What you are asked to do – Pick out every line in the records that contains the word "face", and copy each of those lines in full.

Data shown –
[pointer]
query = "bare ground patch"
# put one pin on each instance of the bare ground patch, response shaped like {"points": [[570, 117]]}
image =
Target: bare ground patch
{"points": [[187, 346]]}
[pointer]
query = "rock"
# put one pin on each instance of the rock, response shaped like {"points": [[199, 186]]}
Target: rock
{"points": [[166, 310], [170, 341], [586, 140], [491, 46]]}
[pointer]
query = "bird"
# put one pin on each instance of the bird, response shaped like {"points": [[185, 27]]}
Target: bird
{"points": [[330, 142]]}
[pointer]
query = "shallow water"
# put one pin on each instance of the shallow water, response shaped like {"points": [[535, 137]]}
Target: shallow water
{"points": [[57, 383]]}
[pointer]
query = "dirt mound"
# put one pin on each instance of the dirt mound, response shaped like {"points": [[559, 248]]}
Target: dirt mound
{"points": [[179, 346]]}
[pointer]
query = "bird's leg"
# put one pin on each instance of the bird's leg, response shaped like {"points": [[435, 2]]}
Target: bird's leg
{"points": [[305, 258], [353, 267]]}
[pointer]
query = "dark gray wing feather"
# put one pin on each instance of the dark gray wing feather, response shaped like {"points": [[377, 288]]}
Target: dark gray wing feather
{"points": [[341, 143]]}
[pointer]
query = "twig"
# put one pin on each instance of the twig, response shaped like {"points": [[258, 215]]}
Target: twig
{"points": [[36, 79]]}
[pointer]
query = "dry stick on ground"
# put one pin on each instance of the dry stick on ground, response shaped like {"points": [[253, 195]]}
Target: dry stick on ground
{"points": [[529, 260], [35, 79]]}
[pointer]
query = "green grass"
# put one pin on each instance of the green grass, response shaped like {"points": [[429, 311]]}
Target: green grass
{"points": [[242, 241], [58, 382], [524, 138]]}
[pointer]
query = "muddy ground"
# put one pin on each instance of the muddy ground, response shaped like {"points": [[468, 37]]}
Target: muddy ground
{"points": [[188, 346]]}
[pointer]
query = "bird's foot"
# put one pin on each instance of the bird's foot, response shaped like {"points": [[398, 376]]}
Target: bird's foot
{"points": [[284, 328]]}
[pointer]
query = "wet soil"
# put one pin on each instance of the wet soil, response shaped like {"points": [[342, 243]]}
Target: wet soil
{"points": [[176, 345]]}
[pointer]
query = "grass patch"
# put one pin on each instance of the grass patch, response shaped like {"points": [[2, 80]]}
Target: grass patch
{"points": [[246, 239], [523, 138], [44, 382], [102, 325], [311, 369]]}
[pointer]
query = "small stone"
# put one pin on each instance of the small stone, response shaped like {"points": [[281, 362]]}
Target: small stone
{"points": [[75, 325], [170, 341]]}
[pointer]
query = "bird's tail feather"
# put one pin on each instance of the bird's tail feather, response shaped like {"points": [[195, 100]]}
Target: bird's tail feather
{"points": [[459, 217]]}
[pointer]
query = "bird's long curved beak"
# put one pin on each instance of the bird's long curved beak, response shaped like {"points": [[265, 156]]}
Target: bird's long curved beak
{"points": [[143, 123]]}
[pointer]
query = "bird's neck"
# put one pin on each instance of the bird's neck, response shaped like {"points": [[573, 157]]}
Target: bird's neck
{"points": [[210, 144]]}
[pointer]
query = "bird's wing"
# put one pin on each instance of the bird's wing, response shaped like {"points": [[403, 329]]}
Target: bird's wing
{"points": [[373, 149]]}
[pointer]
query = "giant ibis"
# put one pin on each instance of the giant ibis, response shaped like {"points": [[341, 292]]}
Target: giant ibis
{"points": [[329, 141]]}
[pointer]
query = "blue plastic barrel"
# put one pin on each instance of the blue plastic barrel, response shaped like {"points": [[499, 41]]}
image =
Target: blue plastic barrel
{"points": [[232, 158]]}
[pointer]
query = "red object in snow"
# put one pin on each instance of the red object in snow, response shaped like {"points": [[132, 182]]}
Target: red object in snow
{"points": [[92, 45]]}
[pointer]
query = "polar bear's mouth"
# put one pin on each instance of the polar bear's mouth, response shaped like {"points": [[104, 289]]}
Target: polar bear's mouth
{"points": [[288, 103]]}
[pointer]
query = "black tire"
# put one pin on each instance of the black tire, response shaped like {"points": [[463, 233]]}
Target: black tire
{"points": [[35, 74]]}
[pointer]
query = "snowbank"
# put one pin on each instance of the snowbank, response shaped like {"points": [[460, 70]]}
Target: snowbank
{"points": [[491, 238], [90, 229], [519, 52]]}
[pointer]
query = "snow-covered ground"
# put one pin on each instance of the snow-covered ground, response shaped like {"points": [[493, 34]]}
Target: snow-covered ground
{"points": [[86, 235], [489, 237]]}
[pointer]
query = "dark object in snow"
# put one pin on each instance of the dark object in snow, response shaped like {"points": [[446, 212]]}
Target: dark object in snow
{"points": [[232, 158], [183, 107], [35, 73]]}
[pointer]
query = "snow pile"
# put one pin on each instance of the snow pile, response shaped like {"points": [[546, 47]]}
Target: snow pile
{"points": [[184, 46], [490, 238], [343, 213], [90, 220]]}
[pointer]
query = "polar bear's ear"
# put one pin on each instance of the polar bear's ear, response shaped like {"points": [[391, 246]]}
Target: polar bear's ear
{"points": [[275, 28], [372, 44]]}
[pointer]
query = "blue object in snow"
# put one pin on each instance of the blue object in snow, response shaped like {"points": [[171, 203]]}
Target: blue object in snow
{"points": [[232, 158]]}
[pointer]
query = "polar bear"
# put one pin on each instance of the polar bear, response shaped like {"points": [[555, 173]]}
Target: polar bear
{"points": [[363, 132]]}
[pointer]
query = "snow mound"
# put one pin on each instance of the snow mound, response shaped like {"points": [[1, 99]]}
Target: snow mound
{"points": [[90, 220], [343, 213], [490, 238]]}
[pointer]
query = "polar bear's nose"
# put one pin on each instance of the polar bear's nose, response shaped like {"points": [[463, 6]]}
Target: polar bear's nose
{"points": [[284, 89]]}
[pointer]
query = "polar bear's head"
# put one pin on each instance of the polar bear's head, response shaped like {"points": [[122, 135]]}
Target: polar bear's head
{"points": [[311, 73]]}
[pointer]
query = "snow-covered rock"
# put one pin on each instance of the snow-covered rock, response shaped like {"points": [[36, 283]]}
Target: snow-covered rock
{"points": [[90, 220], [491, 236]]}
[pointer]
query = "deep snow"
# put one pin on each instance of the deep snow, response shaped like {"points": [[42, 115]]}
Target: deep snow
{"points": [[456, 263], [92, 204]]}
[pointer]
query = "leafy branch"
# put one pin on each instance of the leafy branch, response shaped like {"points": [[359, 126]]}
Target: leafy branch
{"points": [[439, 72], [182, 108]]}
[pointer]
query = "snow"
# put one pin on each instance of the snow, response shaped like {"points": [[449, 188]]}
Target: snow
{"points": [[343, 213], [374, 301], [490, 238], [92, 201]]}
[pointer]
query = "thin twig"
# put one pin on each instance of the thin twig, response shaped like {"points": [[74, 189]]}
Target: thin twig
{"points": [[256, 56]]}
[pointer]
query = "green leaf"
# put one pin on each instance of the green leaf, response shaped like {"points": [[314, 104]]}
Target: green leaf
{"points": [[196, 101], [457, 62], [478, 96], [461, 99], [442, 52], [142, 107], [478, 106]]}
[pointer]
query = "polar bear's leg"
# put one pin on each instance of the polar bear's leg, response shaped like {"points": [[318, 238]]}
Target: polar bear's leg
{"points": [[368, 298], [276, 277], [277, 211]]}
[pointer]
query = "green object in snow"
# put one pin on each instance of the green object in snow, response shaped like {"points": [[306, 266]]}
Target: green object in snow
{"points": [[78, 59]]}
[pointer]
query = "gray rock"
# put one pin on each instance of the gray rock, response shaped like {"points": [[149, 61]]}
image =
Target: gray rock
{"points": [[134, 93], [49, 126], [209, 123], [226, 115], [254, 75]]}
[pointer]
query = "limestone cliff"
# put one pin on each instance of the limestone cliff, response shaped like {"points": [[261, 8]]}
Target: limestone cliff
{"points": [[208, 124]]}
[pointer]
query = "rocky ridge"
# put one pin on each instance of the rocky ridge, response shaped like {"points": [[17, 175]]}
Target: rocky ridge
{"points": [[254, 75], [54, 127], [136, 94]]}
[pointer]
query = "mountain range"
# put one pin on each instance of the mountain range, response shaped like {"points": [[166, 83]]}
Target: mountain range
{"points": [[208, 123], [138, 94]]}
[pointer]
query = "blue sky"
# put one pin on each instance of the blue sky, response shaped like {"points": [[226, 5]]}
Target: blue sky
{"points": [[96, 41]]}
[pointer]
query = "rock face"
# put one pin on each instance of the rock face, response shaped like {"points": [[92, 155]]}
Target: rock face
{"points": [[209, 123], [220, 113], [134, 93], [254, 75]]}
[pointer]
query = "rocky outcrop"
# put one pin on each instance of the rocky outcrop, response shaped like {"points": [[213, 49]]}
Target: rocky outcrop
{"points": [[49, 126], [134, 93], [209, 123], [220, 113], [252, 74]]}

Result below –
query = "rock face"
# put one pin on each instance of the rock face, response shaped like {"points": [[92, 155]]}
Target: rock face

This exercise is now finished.